What the task asks - Please find each line in the items below that contains the string "wall" and copy those lines out. Case matters.

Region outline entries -
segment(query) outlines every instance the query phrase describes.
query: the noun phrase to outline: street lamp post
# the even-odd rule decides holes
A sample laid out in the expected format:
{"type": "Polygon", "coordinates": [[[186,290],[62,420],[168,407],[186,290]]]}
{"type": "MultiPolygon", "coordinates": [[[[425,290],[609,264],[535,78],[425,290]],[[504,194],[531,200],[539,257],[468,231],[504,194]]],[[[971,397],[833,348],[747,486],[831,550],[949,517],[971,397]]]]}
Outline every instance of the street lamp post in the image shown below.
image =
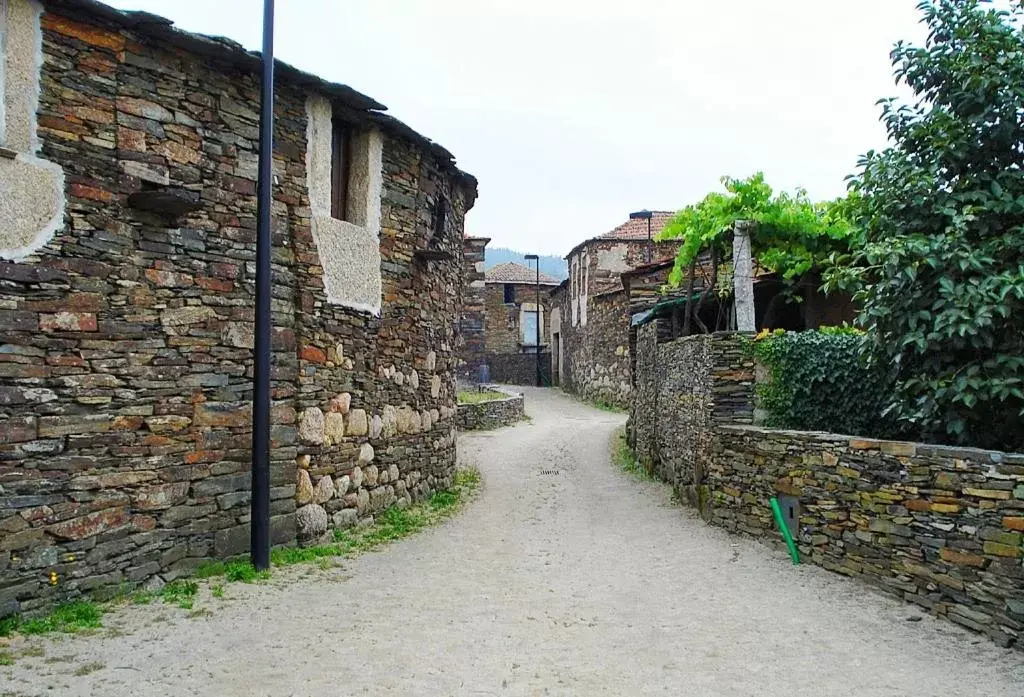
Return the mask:
{"type": "Polygon", "coordinates": [[[263,0],[259,170],[256,192],[256,326],[253,351],[252,502],[249,553],[270,567],[270,200],[273,197],[273,0],[263,0]]]}
{"type": "Polygon", "coordinates": [[[541,257],[536,254],[527,254],[526,260],[537,262],[537,386],[543,387],[544,380],[541,377],[541,257]]]}
{"type": "Polygon", "coordinates": [[[654,217],[654,214],[644,209],[642,211],[637,211],[636,213],[630,213],[630,220],[646,220],[647,221],[647,263],[649,264],[654,260],[654,241],[650,236],[650,219],[654,217]]]}

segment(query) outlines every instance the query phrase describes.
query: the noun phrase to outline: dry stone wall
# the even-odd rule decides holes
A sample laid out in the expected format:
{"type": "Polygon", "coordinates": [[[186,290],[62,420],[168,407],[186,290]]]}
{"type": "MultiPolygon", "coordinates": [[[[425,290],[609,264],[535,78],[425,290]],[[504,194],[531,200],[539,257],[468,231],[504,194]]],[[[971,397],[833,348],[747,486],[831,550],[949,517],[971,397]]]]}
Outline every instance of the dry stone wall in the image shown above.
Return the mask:
{"type": "MultiPolygon", "coordinates": [[[[490,389],[501,388],[492,386],[490,389]]],[[[460,431],[485,431],[502,426],[512,426],[525,415],[521,394],[509,393],[505,399],[492,399],[476,404],[459,404],[456,426],[460,431]]]]}
{"type": "MultiPolygon", "coordinates": [[[[60,12],[42,17],[38,132],[66,173],[66,225],[0,263],[0,614],[170,580],[249,540],[257,76],[145,25],[60,12]],[[168,190],[194,210],[132,204],[168,190]]],[[[274,543],[451,483],[475,197],[425,139],[383,126],[382,309],[328,303],[306,96],[279,82],[274,543]]]]}
{"type": "Polygon", "coordinates": [[[1024,631],[1024,454],[720,426],[702,486],[716,525],[775,539],[800,503],[805,560],[1001,646],[1024,631]]]}
{"type": "MultiPolygon", "coordinates": [[[[569,296],[559,290],[561,316],[568,316],[569,296]]],[[[587,299],[586,325],[561,322],[560,385],[584,399],[628,407],[632,392],[630,316],[625,291],[587,299]]]]}
{"type": "Polygon", "coordinates": [[[466,237],[463,241],[463,303],[459,346],[459,377],[479,380],[484,361],[485,322],[487,316],[484,282],[484,256],[487,237],[466,237]]]}
{"type": "Polygon", "coordinates": [[[790,496],[806,561],[1020,646],[1024,454],[764,429],[739,337],[657,334],[638,333],[630,437],[707,520],[778,543],[790,496]]]}

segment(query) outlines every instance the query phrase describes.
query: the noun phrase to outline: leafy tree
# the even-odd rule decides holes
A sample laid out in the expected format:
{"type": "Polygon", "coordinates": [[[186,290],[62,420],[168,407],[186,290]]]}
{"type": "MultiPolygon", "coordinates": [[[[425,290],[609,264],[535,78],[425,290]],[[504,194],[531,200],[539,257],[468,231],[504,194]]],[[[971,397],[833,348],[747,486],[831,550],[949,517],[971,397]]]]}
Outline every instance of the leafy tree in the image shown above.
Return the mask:
{"type": "Polygon", "coordinates": [[[737,220],[757,223],[751,249],[758,263],[783,279],[800,279],[830,254],[849,250],[855,232],[846,219],[846,202],[815,204],[806,191],[774,193],[758,172],[746,179],[723,177],[726,192],[712,192],[687,206],[670,220],[660,239],[681,239],[676,265],[669,277],[682,284],[687,269],[703,251],[725,260],[732,253],[732,225],[737,220]]]}
{"type": "MultiPolygon", "coordinates": [[[[860,322],[891,372],[889,413],[926,437],[1024,446],[1024,9],[920,3],[923,47],[896,44],[890,147],[851,190],[865,246],[860,322]]],[[[855,268],[855,267],[854,267],[855,268]]],[[[835,269],[828,284],[849,281],[835,269]]]]}

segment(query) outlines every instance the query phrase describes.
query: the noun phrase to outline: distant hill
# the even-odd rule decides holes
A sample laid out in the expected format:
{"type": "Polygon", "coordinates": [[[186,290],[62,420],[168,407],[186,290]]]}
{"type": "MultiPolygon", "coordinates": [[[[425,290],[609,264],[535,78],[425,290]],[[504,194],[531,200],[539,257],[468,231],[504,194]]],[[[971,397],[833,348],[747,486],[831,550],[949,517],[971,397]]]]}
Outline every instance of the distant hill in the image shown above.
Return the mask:
{"type": "MultiPolygon", "coordinates": [[[[534,262],[527,263],[524,252],[516,252],[506,247],[487,247],[484,249],[483,265],[485,268],[494,268],[498,264],[514,261],[517,264],[534,268],[534,262]]],[[[541,273],[547,273],[559,280],[569,277],[569,272],[565,266],[565,260],[555,256],[541,256],[541,273]]]]}

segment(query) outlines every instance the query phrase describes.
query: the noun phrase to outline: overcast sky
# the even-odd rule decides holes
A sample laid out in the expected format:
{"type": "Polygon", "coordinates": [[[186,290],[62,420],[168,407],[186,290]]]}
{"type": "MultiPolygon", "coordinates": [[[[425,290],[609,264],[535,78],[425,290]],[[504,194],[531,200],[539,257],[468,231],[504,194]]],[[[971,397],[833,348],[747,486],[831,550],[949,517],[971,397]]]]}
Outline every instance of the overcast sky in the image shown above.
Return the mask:
{"type": "MultiPolygon", "coordinates": [[[[261,0],[114,0],[259,48],[261,0]]],[[[720,176],[841,194],[916,0],[278,0],[275,52],[454,153],[467,233],[565,254],[720,176]]]]}

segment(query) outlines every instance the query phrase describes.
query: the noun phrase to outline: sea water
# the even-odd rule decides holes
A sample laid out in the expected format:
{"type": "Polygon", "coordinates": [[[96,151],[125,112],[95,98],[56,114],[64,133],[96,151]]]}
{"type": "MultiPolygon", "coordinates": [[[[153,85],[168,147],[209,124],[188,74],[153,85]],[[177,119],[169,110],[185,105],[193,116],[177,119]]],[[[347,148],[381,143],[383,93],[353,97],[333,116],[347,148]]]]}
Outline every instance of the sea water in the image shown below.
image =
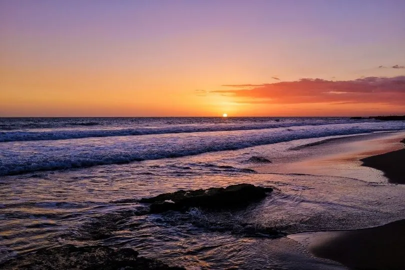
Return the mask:
{"type": "Polygon", "coordinates": [[[234,232],[246,224],[294,233],[405,218],[402,186],[259,173],[249,158],[404,130],[404,122],[348,118],[0,118],[0,262],[44,247],[101,244],[189,268],[344,268],[286,238],[234,232]],[[242,182],[274,191],[234,211],[136,214],[142,198],[242,182]],[[100,224],[112,226],[108,235],[89,236],[100,224]],[[224,228],[230,224],[235,230],[224,228]]]}

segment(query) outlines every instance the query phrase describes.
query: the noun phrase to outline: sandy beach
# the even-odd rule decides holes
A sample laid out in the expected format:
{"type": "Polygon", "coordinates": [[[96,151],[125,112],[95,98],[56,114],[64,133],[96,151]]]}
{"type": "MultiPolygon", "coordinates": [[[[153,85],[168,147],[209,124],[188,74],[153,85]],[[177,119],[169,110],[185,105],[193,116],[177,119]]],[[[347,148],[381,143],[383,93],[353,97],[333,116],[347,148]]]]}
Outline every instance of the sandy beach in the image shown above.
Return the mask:
{"type": "MultiPolygon", "coordinates": [[[[388,148],[390,142],[392,140],[386,142],[388,148]]],[[[360,160],[363,166],[380,170],[390,182],[398,184],[405,184],[404,160],[404,149],[360,160]]],[[[374,228],[304,232],[288,238],[306,246],[314,256],[339,262],[350,268],[399,270],[405,266],[405,220],[374,228]]]]}
{"type": "MultiPolygon", "coordinates": [[[[405,144],[405,139],[401,141],[405,144]]],[[[400,149],[360,160],[364,166],[379,170],[392,183],[405,184],[405,149],[400,149]]]]}

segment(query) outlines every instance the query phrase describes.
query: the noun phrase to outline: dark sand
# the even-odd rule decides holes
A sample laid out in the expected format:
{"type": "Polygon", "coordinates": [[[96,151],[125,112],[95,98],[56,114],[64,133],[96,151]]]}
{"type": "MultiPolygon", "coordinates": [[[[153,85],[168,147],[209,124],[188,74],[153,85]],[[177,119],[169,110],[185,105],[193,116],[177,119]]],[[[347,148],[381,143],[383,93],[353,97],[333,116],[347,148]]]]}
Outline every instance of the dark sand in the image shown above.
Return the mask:
{"type": "MultiPolygon", "coordinates": [[[[401,141],[405,143],[405,140],[401,141]]],[[[405,149],[360,160],[384,172],[392,182],[405,184],[405,149]]],[[[288,237],[308,244],[317,257],[350,269],[405,270],[405,220],[373,228],[304,232],[288,237]]]]}
{"type": "Polygon", "coordinates": [[[374,228],[313,234],[308,248],[317,257],[354,269],[405,269],[405,220],[374,228]]]}
{"type": "MultiPolygon", "coordinates": [[[[401,142],[405,143],[405,139],[401,142]]],[[[390,182],[405,184],[405,149],[372,156],[360,160],[363,162],[363,166],[384,172],[384,175],[390,182]]]]}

Full answer -
query: the noun phrase to outline: dry stone wall
Outline every instance of the dry stone wall in the image shown above.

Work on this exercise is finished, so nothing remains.